• STATED GOAL 1: Copy down the part of the forum thread starting with "Sorry for the" and going on through "of game here.".
• STATED GOAL 2: Swap "trash bin" for "garbage can" in the listing, starting with the line with "wheel, giving x and y for each instance?" and going on through the end of the listing, and give back only those lines with everything else unchanged.

• EXTRACT PROVIDED:
Not sure if this helps, but I elected to use bike hanger hooks to hang my suspended swarm traps this year. The advantage of this is similar to the suggestion for a nail or French cleat in that it alleviates having to hold the weight of the box and frees up both hands to adjust the trap for level prior to tightening the ratchet straps down.

The only downside I have found with the cantilevered approach is that the box is not inherently balanced so it requires two ratchet straps to work successfully.

Best of luck to you with your trapping this Spring!

Russ


----------



## enjambres (Jun 30, 2013)

Yunzow,

Sorry for the delay, didn't see your question!

I confess mine are all confiscated from poachers. I live on a wildlife preserve that's part of Quality Deer Management Area. My farm is the designated sanctuary area (no hunting of any kind) for the co-op. Sanctuaries are specific areas which provide good cover, water, natural feeding and bedding areas to lower the animals' stress. There are always well-marked boundaries and responsible hunters know better than to hunt in the sanctuary area, even though there is lots of game here.

• GIVEN RECORDS:
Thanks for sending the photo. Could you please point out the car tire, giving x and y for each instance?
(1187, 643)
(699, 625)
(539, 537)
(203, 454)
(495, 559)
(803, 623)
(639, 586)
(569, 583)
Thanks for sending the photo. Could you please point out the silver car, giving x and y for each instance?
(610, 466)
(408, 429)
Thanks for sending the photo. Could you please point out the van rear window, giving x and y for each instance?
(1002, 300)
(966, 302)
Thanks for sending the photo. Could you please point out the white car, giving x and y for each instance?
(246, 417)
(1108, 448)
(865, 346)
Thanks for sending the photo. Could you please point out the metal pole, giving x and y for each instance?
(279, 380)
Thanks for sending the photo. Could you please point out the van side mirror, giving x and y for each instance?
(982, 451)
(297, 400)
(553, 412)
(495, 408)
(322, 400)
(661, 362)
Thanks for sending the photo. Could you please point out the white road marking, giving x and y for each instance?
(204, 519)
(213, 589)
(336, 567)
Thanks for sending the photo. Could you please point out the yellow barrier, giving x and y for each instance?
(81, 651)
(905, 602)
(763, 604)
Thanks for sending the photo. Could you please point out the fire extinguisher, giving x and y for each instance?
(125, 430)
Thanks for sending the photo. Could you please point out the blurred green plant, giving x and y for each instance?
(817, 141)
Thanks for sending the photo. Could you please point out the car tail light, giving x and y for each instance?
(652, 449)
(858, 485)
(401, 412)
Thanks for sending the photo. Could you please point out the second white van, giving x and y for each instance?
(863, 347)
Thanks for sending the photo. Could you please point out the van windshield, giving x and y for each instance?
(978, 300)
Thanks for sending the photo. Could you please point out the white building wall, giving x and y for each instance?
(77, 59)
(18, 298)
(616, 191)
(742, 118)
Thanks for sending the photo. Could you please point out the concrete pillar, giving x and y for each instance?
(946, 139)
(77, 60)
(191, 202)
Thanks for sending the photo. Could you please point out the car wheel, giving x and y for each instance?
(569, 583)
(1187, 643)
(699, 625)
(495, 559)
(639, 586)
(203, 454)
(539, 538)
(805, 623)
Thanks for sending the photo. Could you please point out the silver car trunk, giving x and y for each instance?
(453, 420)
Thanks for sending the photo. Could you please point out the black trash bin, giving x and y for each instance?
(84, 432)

• WORKED ANSWER 1:
Sorry for the delay, didn't see your question!

I confess mine are all confiscated from poachers. I live on a wildlife preserve that's part of Quality Deer Management Area. My farm is the designated sanctuary area (no hunting of any kind) for the co-op. Sanctuaries are specific areas which provide good cover, water, natural feeding and bedding areas to lower the animals' stress. There are always well-marked boundaries and responsible hunters know better than to hunt in the sanctuary area, even though there is lots of game here.

• WORKED ANSWER 2:
Thanks for sending the photo. Could you please point out the car wheel, giving x and y for each instance?
(569, 583)
(1187, 643)
(699, 625)
(495, 559)
(639, 586)
(203, 454)
(539, 538)
(805, 623)
Thanks for sending the photo. Could you please point out the silver car trunk, giving x and y for each instance?
(453, 420)
Thanks for sending the photo. Could you please point out the black garbage can, giving x and y for each instance?
(84, 432)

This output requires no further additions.